* _WHAT IS EXPECTED_: Retype, without alteration, each line from the line containing "reading port huon" to the final line of the records.

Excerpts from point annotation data
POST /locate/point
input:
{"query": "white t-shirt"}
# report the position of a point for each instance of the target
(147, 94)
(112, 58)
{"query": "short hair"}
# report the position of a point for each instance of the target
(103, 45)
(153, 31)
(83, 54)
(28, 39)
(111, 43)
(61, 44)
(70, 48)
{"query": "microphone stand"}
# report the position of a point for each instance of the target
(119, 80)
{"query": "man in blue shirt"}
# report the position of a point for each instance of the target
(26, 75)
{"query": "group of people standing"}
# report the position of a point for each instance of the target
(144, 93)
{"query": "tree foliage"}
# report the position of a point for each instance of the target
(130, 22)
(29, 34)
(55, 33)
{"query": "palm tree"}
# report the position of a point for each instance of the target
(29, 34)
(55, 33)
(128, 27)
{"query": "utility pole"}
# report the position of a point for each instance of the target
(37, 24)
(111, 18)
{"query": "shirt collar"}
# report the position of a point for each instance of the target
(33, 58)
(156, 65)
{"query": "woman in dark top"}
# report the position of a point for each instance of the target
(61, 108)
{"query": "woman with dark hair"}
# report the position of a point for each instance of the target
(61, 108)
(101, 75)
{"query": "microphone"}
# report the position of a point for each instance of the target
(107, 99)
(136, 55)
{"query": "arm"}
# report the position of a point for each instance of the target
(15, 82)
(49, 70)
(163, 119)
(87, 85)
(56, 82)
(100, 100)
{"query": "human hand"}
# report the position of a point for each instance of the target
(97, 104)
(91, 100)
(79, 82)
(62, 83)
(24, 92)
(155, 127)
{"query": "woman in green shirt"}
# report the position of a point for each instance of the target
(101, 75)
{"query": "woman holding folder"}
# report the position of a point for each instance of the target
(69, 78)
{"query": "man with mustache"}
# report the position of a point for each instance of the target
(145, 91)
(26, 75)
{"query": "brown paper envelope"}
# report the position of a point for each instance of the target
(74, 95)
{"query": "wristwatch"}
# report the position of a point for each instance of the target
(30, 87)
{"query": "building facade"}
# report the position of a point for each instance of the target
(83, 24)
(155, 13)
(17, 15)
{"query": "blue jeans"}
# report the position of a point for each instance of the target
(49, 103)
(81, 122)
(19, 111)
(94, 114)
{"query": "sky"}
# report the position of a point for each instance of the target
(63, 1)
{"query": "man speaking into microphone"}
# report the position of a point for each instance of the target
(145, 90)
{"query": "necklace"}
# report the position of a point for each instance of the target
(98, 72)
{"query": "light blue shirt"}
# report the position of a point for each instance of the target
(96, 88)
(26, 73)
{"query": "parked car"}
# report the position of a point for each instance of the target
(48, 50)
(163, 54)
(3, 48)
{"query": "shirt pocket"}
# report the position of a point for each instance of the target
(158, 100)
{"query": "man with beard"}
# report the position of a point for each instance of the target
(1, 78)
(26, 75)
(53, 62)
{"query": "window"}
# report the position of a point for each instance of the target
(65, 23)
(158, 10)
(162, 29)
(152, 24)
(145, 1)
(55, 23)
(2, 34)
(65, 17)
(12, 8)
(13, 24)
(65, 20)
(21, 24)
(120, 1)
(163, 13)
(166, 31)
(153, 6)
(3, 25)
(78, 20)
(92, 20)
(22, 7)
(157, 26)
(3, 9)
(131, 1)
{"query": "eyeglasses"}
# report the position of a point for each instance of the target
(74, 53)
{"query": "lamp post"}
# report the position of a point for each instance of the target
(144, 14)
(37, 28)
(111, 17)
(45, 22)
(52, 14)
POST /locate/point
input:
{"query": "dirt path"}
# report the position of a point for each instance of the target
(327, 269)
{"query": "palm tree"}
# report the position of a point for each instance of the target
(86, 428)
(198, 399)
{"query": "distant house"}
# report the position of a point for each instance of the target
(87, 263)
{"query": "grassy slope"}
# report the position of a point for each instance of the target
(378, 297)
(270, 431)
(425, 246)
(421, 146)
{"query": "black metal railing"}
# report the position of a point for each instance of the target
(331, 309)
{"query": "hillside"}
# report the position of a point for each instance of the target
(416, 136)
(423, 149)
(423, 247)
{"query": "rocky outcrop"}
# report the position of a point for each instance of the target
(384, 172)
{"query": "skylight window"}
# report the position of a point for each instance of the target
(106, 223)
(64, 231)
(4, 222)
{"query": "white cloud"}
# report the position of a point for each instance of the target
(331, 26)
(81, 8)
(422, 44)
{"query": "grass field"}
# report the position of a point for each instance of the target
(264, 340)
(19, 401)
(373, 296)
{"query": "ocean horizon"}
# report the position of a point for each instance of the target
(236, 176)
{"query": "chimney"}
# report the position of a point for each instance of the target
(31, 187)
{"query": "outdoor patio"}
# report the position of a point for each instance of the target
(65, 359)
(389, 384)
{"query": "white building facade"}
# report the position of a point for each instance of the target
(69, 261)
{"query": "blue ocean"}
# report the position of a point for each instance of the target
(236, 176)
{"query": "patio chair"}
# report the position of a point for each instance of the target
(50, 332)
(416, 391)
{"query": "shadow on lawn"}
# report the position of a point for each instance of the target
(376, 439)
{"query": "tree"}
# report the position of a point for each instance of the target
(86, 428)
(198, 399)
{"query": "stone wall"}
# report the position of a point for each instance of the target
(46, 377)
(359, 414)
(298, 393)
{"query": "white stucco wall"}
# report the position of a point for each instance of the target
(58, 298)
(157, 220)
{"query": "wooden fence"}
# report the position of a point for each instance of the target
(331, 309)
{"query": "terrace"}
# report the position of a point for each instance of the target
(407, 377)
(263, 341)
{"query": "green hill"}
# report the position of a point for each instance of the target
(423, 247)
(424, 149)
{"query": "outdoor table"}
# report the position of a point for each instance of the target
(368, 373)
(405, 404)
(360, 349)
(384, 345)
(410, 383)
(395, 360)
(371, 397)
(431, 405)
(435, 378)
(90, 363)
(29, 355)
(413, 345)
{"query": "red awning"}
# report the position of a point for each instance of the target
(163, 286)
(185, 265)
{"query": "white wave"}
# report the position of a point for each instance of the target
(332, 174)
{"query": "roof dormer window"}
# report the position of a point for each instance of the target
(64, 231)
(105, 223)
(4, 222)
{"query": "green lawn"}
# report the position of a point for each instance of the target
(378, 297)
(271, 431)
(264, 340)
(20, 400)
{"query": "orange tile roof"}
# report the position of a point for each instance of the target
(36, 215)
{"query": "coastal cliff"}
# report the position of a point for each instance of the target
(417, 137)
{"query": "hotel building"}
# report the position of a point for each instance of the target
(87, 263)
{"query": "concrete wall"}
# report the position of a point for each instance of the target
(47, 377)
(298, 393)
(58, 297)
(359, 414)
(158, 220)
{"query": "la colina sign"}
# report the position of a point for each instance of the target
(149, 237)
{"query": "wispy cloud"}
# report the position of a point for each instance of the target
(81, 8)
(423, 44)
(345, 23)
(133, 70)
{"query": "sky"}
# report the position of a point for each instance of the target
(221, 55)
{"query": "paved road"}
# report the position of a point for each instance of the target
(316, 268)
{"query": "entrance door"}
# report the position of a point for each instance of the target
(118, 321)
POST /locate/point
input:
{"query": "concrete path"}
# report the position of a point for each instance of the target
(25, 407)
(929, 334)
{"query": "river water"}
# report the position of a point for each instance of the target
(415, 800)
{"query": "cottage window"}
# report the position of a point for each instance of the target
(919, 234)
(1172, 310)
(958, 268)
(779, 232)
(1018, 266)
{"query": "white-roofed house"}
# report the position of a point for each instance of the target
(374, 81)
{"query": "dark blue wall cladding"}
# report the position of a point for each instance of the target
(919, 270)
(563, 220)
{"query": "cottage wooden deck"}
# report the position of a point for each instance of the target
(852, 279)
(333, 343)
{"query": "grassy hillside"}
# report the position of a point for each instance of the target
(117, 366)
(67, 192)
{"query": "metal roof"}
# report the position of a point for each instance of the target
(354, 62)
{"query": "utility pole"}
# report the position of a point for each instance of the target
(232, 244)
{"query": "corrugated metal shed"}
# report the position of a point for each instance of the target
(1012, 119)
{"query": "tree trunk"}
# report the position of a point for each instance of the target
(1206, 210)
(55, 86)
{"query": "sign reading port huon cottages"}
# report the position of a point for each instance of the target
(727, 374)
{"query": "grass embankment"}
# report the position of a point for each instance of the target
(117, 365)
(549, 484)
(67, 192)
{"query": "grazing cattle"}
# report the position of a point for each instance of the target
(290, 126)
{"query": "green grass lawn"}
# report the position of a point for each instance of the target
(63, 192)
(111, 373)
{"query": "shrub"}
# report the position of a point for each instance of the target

* _OUTPUT BELOW_:
{"query": "sign reading port huon cottages"}
# report the position of a point for each instance of the target
(727, 374)
{"query": "grass embankment"}
# report the position of a point for each instance of the target
(117, 365)
(549, 484)
(67, 192)
{"query": "grazing cattle"}
# report the position of a point for each instance of the target
(290, 126)
{"query": "green grass lawn"}
# report the position of a point for each instance of the target
(63, 192)
(111, 373)
{"query": "shrub"}
# report the position of a point for each instance of the target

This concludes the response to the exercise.